> PÁGINA
—————

La activista social Carmen Bascarán. Foto / Javier Bauluz.

La activista social Carmen Bascarán. Foto / Javier Bauluz.

GALERÍA DE HETERODOXOS/AS

Carmen Bascarán (Oviedo, 1944) procede de una familia de la burguesía ovetense, pero lleva toda su vida trabajando con “los de abajo” para que no sigan siendo explotados por “los de arriba”. Lo hizo en la clandestinidad durante el franquismo, con FUSOA –la red creada para apoyar a los presos políticos de las huelgas mineras– o como miembro de la primera junta directiva del Club Cultural de Oviedo. Ya llegada la democracia, entre otras muchas luchas, en la Casa de los Parados de la Argañosa creando cooperativas de atención a domicilio. Y después en Brasil, cuya lucha contra el trabajo esclavo fue reconocida con el I Premio Nacional de Derechos Humanos, concedido en 2005 por el gobierno de Lula da Silva. También ha sido premiada por Periodismo Humano y la Asociación de Estudios Americanos del Principado de Asturias como socia de honor.

Patricia Simón / Periodista.

Carmen carga sus palabras de la misma fuerza y convicción cuando denuncia en una aldea perdida de Brasil a los terratenientes que emplean mano de obra esclava, mientras todos los asistentes tememos que alguien le dispare, que cuando realizamos esta entrevista. Cristiana de base, emplea la misma rotundidad para llamar “traidores” a los partidos políticos que traicionaron a los movimientos populares, “terroristas” a los banqueros y empresarios que viven de machacar a los pobres y “fariseos” a los que, desde la Iglesia, contradicen el legado de un “tipo”, Jesucristo, que iba por ahí con su madre y con los “de abajo”.

Carmen tiene manos de jornalera, cerebro de estratega revolucionaria y corazón de leona.

Cuando en 1994 Carmina llegó a Maranhao, el Estado más pobre de Brasil, ni el Gobierno ni la Organización Internacional del Trabajo (OIT) reconocían la existencia de trabajo esclavo. Hombres y mujeres que en el mismo momento de ser contratados asumían una deuda con el terrateniente basada en la compra de los utensilios y la ropa de trabajo. Obligados a pagar precios desorbitados por la comida y el alojamiento, llegado el momento de cobrar su primer salario descubrían que su deuda no había hecho más que aumentar. Carmen ha conocido esclavos con hierros de ganadería marcados a fuego en su cuerpo por haberse atrevido a reclamar su jornal. Otros que fueron tiroteados cuando intentaron huir de las haciendas, donde se cultiva la soja o la carne que consumimos en los países ricos.

—————

Enumera los calificativos con los que, según el texto sobre Carmen Bascarán, ella llama a distintos grupos, e indica a qué grupo se aplica cada uno.

> DATOS
—————

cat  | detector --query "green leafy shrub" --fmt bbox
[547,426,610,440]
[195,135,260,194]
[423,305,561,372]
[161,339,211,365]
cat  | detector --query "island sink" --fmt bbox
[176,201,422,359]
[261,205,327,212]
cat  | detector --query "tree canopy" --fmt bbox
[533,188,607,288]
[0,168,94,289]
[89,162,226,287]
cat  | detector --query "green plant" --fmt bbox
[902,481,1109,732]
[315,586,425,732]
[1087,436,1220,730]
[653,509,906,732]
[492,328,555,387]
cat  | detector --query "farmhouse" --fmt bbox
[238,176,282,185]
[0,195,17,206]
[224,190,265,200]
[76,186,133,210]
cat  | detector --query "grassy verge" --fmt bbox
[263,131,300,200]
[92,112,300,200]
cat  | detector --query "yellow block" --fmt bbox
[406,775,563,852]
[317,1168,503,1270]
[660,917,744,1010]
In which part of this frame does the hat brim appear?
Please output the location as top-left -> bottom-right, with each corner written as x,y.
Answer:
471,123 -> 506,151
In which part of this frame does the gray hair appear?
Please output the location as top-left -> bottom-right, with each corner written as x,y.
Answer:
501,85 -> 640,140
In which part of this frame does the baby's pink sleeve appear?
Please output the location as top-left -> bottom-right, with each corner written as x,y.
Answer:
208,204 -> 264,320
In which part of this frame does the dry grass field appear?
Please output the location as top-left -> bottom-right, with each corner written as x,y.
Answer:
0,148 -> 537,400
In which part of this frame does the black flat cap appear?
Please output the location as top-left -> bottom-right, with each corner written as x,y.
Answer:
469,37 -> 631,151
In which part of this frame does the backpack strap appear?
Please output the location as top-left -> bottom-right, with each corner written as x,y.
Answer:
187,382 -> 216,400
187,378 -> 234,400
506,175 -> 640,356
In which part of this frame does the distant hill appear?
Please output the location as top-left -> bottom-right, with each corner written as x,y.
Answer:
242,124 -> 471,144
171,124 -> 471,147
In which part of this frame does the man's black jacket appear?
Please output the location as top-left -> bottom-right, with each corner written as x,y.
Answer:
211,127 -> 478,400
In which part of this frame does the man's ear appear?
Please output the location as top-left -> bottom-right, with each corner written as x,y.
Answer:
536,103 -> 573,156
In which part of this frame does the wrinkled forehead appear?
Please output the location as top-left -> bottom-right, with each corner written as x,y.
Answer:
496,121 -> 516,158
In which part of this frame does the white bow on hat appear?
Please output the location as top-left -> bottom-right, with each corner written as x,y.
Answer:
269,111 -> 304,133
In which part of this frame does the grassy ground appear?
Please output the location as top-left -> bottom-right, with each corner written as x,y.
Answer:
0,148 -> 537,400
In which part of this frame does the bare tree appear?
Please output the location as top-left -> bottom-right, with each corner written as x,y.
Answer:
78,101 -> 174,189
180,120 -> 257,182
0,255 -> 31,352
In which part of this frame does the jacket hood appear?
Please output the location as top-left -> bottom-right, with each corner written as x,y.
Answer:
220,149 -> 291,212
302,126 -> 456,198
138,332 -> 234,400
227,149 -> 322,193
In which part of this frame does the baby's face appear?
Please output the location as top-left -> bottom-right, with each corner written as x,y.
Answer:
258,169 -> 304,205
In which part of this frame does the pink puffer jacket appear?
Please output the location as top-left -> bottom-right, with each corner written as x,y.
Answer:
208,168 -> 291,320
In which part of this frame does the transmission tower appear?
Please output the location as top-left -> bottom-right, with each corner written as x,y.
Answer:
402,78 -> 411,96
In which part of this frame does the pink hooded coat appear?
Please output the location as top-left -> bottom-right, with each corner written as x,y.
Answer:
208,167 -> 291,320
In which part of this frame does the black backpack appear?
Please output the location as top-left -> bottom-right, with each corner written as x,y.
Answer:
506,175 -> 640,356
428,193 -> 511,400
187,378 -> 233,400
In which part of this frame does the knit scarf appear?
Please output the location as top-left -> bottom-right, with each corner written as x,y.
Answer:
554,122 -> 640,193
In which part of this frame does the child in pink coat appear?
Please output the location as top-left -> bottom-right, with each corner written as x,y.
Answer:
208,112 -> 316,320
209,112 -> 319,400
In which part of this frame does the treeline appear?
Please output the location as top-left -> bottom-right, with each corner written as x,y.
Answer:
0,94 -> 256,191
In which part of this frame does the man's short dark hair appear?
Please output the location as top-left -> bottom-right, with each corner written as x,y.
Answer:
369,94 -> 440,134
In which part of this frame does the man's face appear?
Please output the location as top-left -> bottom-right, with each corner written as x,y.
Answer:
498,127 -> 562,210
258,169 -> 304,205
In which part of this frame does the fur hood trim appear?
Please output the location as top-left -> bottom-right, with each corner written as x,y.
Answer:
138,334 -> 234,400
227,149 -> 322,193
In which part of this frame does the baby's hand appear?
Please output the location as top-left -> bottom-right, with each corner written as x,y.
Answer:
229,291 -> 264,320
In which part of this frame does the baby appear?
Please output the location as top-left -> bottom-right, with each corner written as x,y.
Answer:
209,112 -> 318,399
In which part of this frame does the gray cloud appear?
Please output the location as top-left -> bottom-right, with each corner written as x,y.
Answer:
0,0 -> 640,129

—————

> RESPUESTA
- "traidores": los partidos políticos que traicionaron a los movimientos populares
- "terroristas": los banqueros y empresarios que viven de machacar a los pobres
- "fariseos": los que, desde la Iglesia, contradicen el legado de Jesucristo